**記事**
⟨

駒代♀=主人公の芸妓。尾花家の抱え芸者。吉岡から身請けを申し込まれるも巧みに返事を濁した。一糸と吉岡を両てんびんにかけていたが、、、

力次♀=意地の悪い姉さん芸者

杉島♂=大連で羽振りの良くなった客

花助♀=貯金通帳をお守りにしている現金な芸者、お金になることならばうまく立ち回る。

吉岡♂=プライドの高い精力的な実業家。力次とそのほかにも女性も抱えているが、綺麗になった駒代と帝国劇場で再会し、待合浜崎でやけぼっくりに火がつく。駒代を身請けしようと思っていたのだが、、、

江田♂=吉岡の会社での部下

菊千代♀=淫乱で奔放な性分の枕芸者。駒代とはさほど仲良くない。

⟩

**提供データ**
⟨

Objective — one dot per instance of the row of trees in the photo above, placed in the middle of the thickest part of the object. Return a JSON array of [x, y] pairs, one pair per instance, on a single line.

⟩

**作業指示**
記事に出てくる人物のうち、♀の印が付いた者を全員挙げること。

**結果**
駒代、力次、花助、菊千代